The data START

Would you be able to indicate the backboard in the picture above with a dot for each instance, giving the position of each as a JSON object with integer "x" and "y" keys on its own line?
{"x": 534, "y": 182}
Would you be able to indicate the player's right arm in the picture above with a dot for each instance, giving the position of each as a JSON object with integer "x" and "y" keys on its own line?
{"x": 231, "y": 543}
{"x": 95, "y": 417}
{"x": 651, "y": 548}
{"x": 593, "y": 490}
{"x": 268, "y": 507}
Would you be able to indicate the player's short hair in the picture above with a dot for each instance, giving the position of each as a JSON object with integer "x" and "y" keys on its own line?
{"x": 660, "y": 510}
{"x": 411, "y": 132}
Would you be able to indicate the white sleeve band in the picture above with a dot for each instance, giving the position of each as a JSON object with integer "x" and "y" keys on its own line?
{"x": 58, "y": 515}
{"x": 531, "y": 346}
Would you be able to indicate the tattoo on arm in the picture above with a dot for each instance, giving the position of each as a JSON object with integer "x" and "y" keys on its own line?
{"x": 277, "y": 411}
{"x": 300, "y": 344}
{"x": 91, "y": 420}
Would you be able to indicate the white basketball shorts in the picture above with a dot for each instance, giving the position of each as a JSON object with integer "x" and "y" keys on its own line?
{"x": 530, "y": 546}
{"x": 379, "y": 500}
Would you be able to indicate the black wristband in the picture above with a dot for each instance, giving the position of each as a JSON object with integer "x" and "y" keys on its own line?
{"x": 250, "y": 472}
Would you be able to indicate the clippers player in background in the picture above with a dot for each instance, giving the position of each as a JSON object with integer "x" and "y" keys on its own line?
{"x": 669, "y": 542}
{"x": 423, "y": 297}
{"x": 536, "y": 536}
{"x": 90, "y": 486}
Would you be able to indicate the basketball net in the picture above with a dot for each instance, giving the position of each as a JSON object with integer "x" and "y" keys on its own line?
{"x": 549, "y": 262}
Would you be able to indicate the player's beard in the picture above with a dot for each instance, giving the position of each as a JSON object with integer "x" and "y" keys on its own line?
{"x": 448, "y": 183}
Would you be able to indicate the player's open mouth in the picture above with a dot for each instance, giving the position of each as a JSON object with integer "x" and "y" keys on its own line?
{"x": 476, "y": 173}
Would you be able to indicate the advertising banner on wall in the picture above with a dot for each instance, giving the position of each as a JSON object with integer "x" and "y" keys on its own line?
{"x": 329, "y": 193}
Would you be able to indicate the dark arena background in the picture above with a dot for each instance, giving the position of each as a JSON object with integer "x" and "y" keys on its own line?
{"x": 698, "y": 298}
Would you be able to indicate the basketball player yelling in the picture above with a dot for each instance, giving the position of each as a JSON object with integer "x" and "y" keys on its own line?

The data END

Task goal | Once more, write out the records above, exactly as they stand.

Reply to the task |
Would you be able to indicate the backboard in the picture above with a dot for each instance, giving the position of each as a JSON object with integer "x" and "y" keys on its own line?
{"x": 534, "y": 182}
Would you be able to indicate the player's right arm in the picture above with a dot for each instance, giving the position of each as a JSON object with integer "x" and "y" keys on its own line?
{"x": 231, "y": 543}
{"x": 95, "y": 417}
{"x": 651, "y": 548}
{"x": 593, "y": 490}
{"x": 268, "y": 507}
Would you be able to indicate the player's short hair in the picture above with a dot for each instance, giving the position of each as a JSON object with integer "x" and "y" keys on its own line?
{"x": 660, "y": 510}
{"x": 411, "y": 132}
Would you be able to indicate the white sleeve band in the picture above with a dot for each instance, giving the position of each as a JSON object with integer "x" and "y" keys on its own line?
{"x": 58, "y": 515}
{"x": 531, "y": 346}
Would you be able to indicate the tattoo on arm in the picture above with a dot for each instance, giving the position of each as a JSON object with integer "x" and "y" keys on its own line?
{"x": 277, "y": 411}
{"x": 300, "y": 344}
{"x": 91, "y": 420}
Would you be able to indicate the white basketball shorts in the picture above with a dot for each instance, giving the position of each as a JSON object with integer "x" and "y" keys on its own line?
{"x": 530, "y": 546}
{"x": 379, "y": 500}
Would you be able to indicate the black wristband in the picture above with a dot for each instance, giving the position of each as a JSON object with integer "x" and "y" keys on its own line?
{"x": 250, "y": 472}
Would you be able to indicate the clippers player in background in the picture above with a dot for each instance, giving the position of each as a JSON object with integer "x" and "y" keys on its own line?
{"x": 669, "y": 542}
{"x": 423, "y": 297}
{"x": 536, "y": 536}
{"x": 90, "y": 486}
Would you be able to indicate the basketball net in the picture above with a dot for each instance, giving the position of each as a JSON object with integer "x" and "y" keys on its own line?
{"x": 549, "y": 262}
Would you be able to indicate the player's beard in the picture above with a dot for each instance, giving the position of each as a JSON object with integer "x" and "y" keys on its own line?
{"x": 448, "y": 183}
Would you be able to indicate the player's open mouth in the picture above with a dot for each instance, giving the position of each as a JSON object with integer "x" and "y" keys on its own line?
{"x": 476, "y": 173}
Would you be able to indicate the advertising banner on wall in the picture above with a dot for each instance, giving the position of each as a JSON object with integer "x" and "y" keys on its own line?
{"x": 329, "y": 193}
Would you be able to indicate the dark arena background in the picture above with a dot for each instance, giving the position of each as a JSON object with integer "x" and "y" keys on its own line?
{"x": 698, "y": 298}
Would you be able to indicate the basketball player yelling in the picture above with a dot for each instance, giving the position of each as a JSON object with integer "x" and "y" keys on its own line?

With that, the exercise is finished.